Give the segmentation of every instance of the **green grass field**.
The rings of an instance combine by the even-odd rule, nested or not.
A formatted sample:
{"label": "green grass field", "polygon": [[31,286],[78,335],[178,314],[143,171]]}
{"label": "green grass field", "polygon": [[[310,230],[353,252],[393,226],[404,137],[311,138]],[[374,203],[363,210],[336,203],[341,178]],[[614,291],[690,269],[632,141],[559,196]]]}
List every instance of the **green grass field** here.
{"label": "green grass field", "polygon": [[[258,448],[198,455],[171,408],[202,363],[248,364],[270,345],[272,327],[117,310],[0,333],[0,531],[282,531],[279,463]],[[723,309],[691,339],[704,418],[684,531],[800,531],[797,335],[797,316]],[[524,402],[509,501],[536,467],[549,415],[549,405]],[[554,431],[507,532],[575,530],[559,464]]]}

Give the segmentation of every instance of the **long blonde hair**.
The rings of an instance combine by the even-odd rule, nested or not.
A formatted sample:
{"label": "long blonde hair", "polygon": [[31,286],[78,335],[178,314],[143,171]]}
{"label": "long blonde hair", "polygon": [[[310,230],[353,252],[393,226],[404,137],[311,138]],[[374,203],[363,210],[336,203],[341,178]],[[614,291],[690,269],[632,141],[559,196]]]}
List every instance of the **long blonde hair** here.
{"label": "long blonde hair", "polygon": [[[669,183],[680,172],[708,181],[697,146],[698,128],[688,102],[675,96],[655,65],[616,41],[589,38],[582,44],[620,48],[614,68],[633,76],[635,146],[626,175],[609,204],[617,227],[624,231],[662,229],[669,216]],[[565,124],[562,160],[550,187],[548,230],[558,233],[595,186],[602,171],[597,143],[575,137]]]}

■ ■ ■

Reproduce each entry above without a single difference.

-- Completed task --
Give the segmentation of every instance of the **green grass field**.
The rings of an instance combine by the even-odd rule, nested or not.
A formatted sample:
{"label": "green grass field", "polygon": [[31,286],[78,335],[178,314],[143,171]]}
{"label": "green grass field", "polygon": [[[310,230],[353,252],[393,226],[404,137],[311,138]],[[374,203],[363,210],[336,203],[341,178]],[[614,291],[690,269],[632,141],[559,196]]]}
List every instance of the **green grass field** here.
{"label": "green grass field", "polygon": [[[258,448],[198,455],[171,408],[202,363],[248,364],[270,345],[272,327],[117,310],[0,333],[0,531],[282,531],[279,463]],[[723,309],[691,339],[704,418],[684,531],[800,531],[797,335],[797,316]],[[524,402],[509,501],[536,467],[549,415],[549,405]],[[554,431],[507,532],[575,530],[559,464]]]}

Give the segmentation of every instance of the **long blonde hair**.
The rings of an instance combine by the even-odd rule, nested or not.
A formatted sample:
{"label": "long blonde hair", "polygon": [[31,286],[78,335],[178,314],[143,171]]}
{"label": "long blonde hair", "polygon": [[[310,230],[353,252],[393,226],[404,137],[311,138]],[[374,203],[363,210],[336,203],[341,178]],[[614,291],[690,269],[632,141],[559,196]]]}
List every instance of the **long blonde hair** here.
{"label": "long blonde hair", "polygon": [[[669,183],[680,172],[708,181],[697,146],[698,128],[688,102],[675,96],[655,65],[616,41],[589,38],[582,44],[620,48],[614,68],[633,76],[635,146],[626,175],[609,204],[617,227],[624,231],[662,229],[669,216]],[[565,124],[562,160],[550,187],[548,230],[558,233],[595,186],[602,171],[597,143],[575,137]]]}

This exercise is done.